*How to complete this task*
Exactly as written, please repeat the data that follows, but not the pictures.

*Source information*
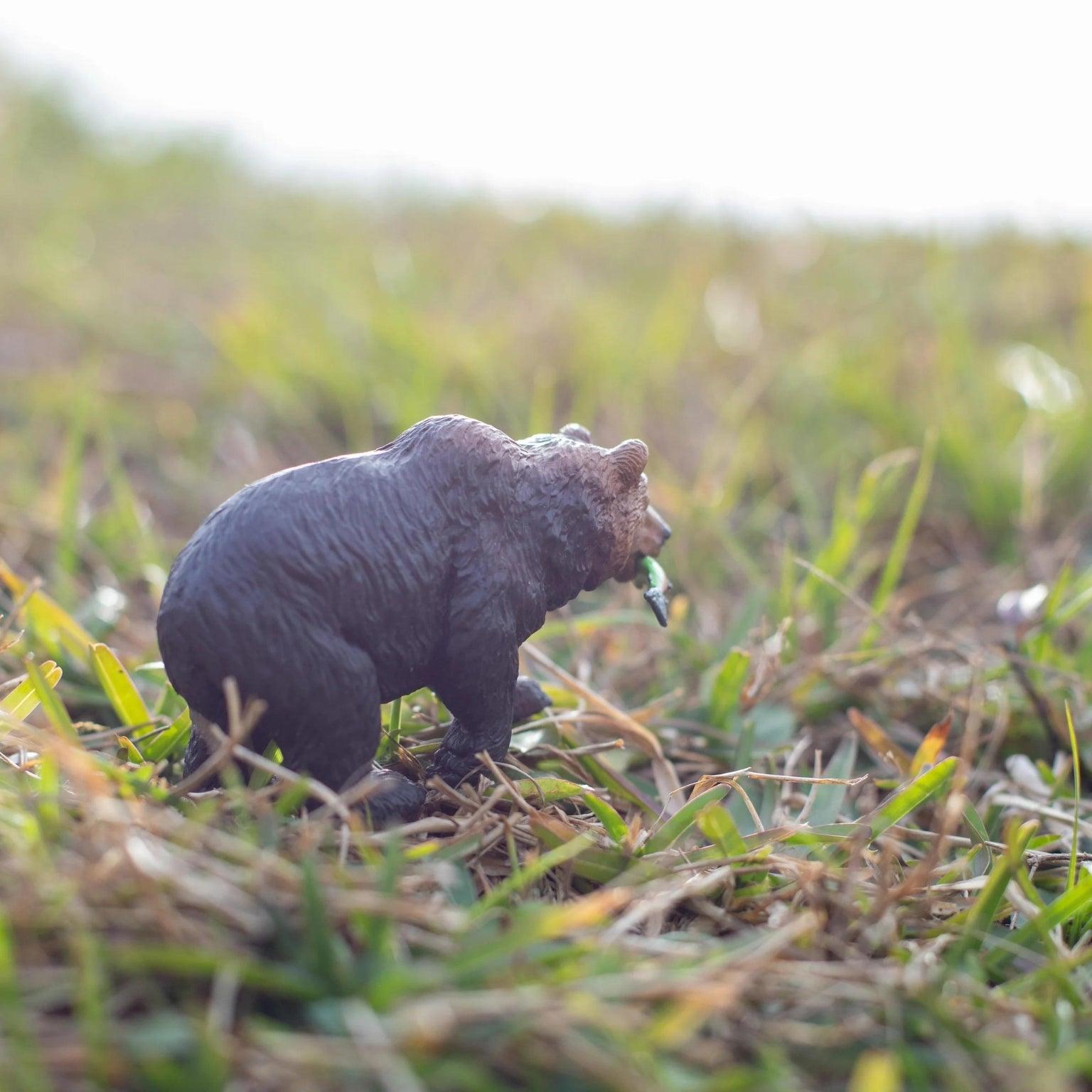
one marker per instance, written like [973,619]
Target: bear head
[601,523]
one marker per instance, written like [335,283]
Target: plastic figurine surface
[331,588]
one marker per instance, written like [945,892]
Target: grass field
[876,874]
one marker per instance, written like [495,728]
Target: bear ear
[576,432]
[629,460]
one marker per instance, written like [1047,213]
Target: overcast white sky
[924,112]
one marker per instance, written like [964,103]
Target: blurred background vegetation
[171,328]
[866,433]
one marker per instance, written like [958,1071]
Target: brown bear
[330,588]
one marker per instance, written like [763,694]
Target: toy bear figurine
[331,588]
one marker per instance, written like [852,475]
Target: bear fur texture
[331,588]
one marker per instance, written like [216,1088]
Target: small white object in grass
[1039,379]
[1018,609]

*Task output*
one marker per instance, written like [973,619]
Target: bear head
[601,523]
one marker per instance, written like [335,283]
Target: plastic figurine surface
[331,588]
one marker per instance, written like [945,892]
Target: grass field
[876,874]
one marker per instance, written like [495,728]
Target: bear ear
[576,432]
[629,460]
one marker per instance, written like [1047,213]
Target: overcast white sky
[924,112]
one marker per instance, written like [964,103]
Target: blurred background vegetation
[171,328]
[866,433]
one marker per instance, written like [958,1071]
Target: brown bear
[330,588]
one marker per instance, written like [763,694]
Target: toy bear figurine
[331,588]
one marker per instance, written like [852,475]
Target: bear fur texture
[331,588]
one marker per instance, written like [216,1088]
Target: small white object in grass
[1039,379]
[1018,609]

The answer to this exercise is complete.